*Directive 1*:
Copy out the records placed after the passage on software and hardware, keeping every line unchanged.

########################################

In this application, including the definitions below, the term ‘module’ or the term ‘controller’ may be replaced with the term ‘circuit.’ The term ‘module’ may refer to, be part of, or include processor hardware (shared, dedicated, or group) that executes code and memory hardware (shared, dedicated, or group) that stores code executed by the processor hardware.

The module may include one or more interface circuits. In some examples, the interface circuits may include wired or wireless interfaces that are connected to a local area network (LAN), the Internet, a wide area network (WAN), or combinations thereof. The functionality of any given module of the present disclosure may be distributed among multiple modules that are connected via interface circuits. For example, multiple modules may allow load balancing. In a further example, a server (also known as remote, or cloud) module may accomplish some functionality on behalf of a client module.

Software may include a computer program, program code, instructions, or some combination thereof, for independently or collectively instructing or configuring a hardware device to operate as desired. The computer program and/or program code may include program or computer-readable instructions, software components, software modules, data files, data structures, and/or the like, capable of being implemented by one or more hardware devices, such as one or more of the hardware devices mentioned above. Examples of program code include both machine code produced by a compiler and higher level program code that is executed using an interpreter.

For example, when a hardware device is a computer processing device (e.g., a processor, Central Processing Unit (CPU), a controller, an arithmetic logic unit (ALU), a digital signal processor, a microcomputer, a microprocessor, etc.), the computer processing device may be configured to carry out program code by performing arithmetical, logical, and input/output operations, according to the program code. Once the program code is loaded into a computer processing device, the computer processing device may be programmed to perform the program code, thereby transforming the computer processing device into a special purpose computer processing device. In a more specific example, when the program code is loaded into a processor, the processor becomes programmed to perform the program code and operations corresponding thereto, thereby transforming the processor into a special purpose processor.

Software and/or data may be embodied permanently or temporarily in any type of machine, component, physical or virtual equipment, or computer storage medium or device, capable of providing instructions or data to, or being interpreted by, a hardware device. The software also may be distributed over network coupled computer systems so that the software is stored and executed in a distributed fashion. In particular, for example, software and data may be stored by one or more computer readable recording mediums, including the tangible or non-transitory computer-readable storage media discussed herein.

Even further, any of the disclosed methods may be embodied in the form of a program or software. The program or software may be stored on a non-transitory computer readable medium and is adapted to perform any one of the aforementioned methods when run on a computer device (a device including a processor). Thus, the non-transitory, tangible computer readable medium, is adapted to store information and is adapted to interact with a data processing facility or computer device to execute the program of any of the above mentioned embodiments and/or to perform the method of any of the above mentioned embodiments.

Example embodiments may be described with reference to acts and symbolic representations of operations (e.g., in the form of flow charts, flow diagrams, data flow diagrams, structure diagrams, block diagrams, etc.) that may be implemented in conjunction with units and/or devices discussed in more detail below. Although discussed in a particular manner, a function or operation specified in a specific block may be performed differently from the flow specified in a flowchart, flow diagram, etc. For example, functions or operations illustrated as being performed serially in two consecutive blocks may actually be performed simultaneously, or in some cases be performed in reverse order.

########################################

*Directive 2*:
In the passage on software and hardware, revise the part that opens with the words containing "Even further, any" and closes with "above mentioned embodiments.", putting "computing device" wherever "computer device" appears.

########################################

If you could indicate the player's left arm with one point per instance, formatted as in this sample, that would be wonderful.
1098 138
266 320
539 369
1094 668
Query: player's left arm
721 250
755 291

########################################

*Full output 1*:
If you could indicate the player's left arm with one point per instance, formatted as in this sample, that would be wonderful.
1098 138
266 320
539 369
1094 668
Query: player's left arm
721 250
755 291

*Full output 2*:
Even further, any of the disclosed methods may be embodied in the form of a program or software. The program or software may be stored on a non-transitory computer readable medium and is adapted to perform any one of the aforementioned methods when run on a computing device (a device including a processor). Thus, the non-transitory, tangible computer readable medium, is adapted to store information and is adapted to interact with a data processing facility or computing device to execute the program of any of the above mentioned embodiments and/or to perform the method of any of the above mentioned embodiments.